> [What you will do]:
Starting with the line that contains "Would you say the scene above contains any oven control" and going on through the line that contains "[287,236,316,289]", write those lines of data out again, requests included. Scale every box coordinate in the answers by 0.65 and round to whole numbers, with halves going up, and give no other lines.

Begin

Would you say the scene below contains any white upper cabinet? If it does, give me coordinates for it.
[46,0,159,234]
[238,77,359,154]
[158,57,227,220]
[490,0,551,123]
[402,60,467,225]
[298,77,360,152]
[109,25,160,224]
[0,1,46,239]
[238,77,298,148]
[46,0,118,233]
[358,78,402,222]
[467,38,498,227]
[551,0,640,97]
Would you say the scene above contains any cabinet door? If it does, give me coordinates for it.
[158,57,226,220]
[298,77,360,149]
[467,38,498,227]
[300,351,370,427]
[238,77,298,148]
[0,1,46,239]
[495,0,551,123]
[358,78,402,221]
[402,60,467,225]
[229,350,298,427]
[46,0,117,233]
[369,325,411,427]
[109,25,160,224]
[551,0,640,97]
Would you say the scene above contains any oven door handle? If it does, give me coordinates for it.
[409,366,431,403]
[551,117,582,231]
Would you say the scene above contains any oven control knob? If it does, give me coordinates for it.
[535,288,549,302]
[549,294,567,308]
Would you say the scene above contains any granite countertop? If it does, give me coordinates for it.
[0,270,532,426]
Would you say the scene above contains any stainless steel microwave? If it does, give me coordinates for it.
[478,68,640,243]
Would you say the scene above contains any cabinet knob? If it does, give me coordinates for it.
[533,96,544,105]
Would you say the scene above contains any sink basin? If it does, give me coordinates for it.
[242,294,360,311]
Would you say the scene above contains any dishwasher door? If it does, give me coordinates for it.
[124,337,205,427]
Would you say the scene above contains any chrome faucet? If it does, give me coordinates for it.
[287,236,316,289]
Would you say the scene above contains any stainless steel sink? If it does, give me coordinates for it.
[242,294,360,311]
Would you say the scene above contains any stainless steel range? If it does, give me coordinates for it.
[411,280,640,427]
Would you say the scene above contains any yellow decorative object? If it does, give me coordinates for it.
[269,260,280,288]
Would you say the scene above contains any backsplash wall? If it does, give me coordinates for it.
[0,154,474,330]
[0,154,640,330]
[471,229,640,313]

End

> [Exercise output]:
Would you say the scene above contains any oven control knob? If it does, give me coordinates for it.
[348,187,357,196]
[357,191,369,200]
Would you say the scene above contains any granite countertop? If it does, give me coordinates for it.
[0,176,346,277]
Would you say the scene above contains any stainless steel microwave? If it does, give me coordinates for it.
[311,44,416,158]
Would you say the scene above contains any cabinet knob? If it does, give me coordinates for it.
[346,62,354,68]
Would you say the scene above contains any sink basin? If it does, give me coordinates for it.
[157,191,234,202]
Would you say the scene above contains any dishwasher door? If it does, give me coordinates for it.
[81,219,133,278]
Would you say the scene above contains any chrome faucet? If it does, give me coordinates for it.
[187,153,205,188]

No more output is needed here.